BEGIN

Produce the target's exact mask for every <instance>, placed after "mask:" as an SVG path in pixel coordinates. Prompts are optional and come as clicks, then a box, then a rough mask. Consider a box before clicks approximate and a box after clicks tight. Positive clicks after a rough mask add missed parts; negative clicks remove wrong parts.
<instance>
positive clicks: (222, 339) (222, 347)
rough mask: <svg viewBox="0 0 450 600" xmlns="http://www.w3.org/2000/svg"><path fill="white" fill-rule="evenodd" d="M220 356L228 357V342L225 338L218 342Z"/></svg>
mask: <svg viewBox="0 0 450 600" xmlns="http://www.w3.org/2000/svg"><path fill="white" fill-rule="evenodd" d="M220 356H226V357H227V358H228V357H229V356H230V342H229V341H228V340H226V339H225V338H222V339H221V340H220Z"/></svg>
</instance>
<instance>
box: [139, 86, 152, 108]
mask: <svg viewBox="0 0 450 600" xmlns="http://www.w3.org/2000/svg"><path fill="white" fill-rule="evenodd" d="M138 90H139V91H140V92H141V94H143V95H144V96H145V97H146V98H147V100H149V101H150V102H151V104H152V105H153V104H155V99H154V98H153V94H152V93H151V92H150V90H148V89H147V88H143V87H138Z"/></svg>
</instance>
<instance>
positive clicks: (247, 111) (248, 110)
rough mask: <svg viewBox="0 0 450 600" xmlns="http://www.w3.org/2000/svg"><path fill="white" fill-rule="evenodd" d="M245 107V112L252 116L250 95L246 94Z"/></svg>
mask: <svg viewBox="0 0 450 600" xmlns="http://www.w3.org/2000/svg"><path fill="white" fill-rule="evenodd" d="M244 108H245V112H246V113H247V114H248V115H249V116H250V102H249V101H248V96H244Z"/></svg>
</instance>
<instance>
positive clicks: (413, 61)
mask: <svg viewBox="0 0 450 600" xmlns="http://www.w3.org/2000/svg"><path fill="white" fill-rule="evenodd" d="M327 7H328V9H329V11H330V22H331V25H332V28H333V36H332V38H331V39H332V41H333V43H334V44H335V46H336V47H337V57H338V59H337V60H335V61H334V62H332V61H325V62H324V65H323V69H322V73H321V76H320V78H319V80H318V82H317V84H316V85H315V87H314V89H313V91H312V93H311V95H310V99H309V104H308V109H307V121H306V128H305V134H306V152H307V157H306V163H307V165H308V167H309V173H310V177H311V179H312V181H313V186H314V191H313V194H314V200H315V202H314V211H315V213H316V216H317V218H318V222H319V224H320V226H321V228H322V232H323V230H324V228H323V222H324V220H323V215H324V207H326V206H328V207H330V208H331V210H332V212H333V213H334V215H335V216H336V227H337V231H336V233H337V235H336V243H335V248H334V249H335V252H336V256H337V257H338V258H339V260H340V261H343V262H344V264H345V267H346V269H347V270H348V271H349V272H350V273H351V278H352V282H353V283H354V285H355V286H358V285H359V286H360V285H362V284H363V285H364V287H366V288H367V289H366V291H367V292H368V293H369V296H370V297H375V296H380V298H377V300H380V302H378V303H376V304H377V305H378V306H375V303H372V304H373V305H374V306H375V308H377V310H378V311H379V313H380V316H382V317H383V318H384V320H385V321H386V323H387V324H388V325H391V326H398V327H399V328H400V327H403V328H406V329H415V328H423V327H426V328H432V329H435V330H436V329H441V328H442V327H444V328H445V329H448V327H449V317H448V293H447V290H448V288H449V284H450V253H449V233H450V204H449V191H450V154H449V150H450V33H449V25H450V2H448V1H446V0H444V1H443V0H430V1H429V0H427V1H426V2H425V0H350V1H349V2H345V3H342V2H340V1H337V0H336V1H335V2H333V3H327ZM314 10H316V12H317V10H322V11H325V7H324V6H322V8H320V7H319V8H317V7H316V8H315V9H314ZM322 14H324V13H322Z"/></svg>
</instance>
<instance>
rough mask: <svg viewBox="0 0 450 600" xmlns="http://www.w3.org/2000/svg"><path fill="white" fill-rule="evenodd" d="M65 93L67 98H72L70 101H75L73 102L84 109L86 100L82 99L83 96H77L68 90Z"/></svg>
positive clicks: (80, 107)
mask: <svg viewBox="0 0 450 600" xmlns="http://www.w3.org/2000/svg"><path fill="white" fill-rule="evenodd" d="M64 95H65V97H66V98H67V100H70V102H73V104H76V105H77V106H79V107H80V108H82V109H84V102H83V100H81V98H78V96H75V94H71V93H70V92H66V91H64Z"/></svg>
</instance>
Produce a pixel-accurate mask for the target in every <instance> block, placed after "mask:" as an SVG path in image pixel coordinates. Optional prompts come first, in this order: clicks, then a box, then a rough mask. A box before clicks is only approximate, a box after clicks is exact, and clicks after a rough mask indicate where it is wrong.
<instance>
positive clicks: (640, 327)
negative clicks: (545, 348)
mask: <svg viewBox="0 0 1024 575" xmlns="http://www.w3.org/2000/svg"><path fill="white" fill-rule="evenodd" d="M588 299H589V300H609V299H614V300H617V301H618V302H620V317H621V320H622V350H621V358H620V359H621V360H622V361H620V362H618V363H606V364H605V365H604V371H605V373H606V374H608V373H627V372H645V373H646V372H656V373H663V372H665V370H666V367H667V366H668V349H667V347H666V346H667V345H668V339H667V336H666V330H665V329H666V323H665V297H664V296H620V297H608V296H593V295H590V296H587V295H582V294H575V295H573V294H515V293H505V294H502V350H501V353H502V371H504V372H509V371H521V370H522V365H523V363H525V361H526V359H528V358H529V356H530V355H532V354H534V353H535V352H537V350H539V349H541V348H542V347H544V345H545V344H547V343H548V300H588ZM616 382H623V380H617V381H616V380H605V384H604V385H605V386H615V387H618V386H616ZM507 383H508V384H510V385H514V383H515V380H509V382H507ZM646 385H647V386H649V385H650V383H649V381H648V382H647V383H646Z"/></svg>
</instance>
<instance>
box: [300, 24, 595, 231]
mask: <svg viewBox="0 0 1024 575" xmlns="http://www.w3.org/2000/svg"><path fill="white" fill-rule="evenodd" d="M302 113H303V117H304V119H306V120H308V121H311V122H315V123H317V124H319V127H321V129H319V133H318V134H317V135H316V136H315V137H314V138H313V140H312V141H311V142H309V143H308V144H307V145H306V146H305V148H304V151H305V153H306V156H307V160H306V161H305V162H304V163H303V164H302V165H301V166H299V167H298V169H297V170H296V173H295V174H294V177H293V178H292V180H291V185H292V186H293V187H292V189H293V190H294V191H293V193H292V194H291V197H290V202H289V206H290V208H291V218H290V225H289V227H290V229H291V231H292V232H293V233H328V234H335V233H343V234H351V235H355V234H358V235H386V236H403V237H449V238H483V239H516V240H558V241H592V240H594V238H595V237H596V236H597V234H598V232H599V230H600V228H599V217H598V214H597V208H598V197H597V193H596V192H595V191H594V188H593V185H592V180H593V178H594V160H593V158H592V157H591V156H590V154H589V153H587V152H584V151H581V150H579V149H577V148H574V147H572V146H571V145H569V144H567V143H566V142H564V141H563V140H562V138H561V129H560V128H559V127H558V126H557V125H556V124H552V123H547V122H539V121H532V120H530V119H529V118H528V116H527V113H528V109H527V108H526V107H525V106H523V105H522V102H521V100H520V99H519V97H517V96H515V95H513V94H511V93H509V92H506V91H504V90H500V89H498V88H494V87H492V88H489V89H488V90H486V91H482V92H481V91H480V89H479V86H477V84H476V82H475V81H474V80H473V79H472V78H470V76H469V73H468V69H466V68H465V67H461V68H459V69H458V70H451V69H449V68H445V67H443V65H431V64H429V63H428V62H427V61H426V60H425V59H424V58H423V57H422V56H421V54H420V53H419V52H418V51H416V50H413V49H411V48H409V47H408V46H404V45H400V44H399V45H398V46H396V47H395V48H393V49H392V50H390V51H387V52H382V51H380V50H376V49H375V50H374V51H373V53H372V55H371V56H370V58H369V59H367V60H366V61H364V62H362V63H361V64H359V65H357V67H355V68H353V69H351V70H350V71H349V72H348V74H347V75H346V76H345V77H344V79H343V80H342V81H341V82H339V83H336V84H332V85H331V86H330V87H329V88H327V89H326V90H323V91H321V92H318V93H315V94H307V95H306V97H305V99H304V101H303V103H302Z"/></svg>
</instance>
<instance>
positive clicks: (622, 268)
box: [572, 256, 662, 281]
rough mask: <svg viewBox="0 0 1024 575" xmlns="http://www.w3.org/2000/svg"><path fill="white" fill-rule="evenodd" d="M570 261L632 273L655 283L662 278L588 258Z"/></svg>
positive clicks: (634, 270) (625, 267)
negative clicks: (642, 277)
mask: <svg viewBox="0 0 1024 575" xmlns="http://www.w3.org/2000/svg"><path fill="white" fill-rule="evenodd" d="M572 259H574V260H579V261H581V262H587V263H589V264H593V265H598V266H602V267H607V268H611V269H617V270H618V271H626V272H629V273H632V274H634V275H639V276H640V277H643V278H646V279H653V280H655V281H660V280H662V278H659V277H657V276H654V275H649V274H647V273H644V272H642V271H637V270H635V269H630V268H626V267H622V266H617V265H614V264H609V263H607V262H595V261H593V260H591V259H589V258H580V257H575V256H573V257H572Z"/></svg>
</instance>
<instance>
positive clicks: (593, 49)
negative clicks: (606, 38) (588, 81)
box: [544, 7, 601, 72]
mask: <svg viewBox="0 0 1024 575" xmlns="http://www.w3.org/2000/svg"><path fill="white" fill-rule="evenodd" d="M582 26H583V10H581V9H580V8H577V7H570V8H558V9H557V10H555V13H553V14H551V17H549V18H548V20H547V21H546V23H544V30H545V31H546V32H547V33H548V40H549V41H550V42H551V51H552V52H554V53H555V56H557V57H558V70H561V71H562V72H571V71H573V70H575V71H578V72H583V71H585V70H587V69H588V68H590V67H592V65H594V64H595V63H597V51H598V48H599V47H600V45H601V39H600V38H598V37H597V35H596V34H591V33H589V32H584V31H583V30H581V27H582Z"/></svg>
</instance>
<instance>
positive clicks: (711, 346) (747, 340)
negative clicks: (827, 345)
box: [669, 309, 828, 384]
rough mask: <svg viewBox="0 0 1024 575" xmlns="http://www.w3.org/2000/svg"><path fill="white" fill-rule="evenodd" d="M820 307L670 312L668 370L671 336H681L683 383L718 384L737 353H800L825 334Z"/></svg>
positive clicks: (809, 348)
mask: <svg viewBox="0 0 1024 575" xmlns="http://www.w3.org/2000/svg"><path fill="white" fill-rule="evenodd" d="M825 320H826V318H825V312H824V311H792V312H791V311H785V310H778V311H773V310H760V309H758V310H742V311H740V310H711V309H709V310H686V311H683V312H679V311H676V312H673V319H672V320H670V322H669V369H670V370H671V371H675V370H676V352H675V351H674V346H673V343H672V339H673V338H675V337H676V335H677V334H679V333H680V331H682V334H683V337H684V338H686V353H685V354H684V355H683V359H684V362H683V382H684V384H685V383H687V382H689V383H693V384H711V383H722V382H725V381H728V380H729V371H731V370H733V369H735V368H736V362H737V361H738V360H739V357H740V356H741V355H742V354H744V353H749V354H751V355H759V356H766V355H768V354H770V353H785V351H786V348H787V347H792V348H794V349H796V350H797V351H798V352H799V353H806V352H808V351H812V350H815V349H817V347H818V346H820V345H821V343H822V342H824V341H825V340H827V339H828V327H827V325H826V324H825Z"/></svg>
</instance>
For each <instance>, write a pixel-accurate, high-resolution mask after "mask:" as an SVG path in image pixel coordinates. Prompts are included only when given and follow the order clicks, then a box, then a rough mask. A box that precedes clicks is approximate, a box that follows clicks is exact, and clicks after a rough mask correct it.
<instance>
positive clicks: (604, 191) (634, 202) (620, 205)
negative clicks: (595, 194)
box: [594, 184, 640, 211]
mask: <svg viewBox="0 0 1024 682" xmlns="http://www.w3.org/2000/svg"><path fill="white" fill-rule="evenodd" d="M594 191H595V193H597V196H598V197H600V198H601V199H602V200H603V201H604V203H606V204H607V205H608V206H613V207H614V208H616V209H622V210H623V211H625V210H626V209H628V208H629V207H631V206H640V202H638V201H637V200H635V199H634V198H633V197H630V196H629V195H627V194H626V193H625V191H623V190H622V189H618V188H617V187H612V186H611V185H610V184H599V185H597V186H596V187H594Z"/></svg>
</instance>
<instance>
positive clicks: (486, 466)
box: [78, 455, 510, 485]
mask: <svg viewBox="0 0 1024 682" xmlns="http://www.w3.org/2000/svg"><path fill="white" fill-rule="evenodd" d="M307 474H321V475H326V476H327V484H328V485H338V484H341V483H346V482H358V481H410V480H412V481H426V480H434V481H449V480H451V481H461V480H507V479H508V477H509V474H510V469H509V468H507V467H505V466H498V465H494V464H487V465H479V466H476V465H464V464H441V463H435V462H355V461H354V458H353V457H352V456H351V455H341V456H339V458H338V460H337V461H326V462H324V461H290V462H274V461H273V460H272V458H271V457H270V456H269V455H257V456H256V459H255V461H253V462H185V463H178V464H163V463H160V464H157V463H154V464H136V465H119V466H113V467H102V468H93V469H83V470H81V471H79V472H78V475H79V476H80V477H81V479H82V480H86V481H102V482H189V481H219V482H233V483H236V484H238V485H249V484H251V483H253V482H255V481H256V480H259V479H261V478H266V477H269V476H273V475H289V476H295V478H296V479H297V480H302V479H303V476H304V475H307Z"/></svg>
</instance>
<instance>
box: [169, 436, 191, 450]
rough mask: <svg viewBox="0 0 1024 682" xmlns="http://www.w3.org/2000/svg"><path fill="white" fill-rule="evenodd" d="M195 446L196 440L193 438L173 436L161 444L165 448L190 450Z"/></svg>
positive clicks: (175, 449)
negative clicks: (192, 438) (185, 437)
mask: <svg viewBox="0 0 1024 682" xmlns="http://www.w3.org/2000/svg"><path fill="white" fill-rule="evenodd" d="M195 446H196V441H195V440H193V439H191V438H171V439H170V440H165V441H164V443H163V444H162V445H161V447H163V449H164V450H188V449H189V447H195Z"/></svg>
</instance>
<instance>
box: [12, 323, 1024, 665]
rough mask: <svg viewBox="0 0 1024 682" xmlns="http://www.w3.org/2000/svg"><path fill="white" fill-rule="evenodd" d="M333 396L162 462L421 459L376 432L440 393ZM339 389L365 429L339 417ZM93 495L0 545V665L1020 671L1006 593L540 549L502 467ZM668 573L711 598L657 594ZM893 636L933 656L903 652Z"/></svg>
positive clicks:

END

_Work task_: Output the number of lines above holding the word "target", and nothing besides it.

_Response to this task_: 2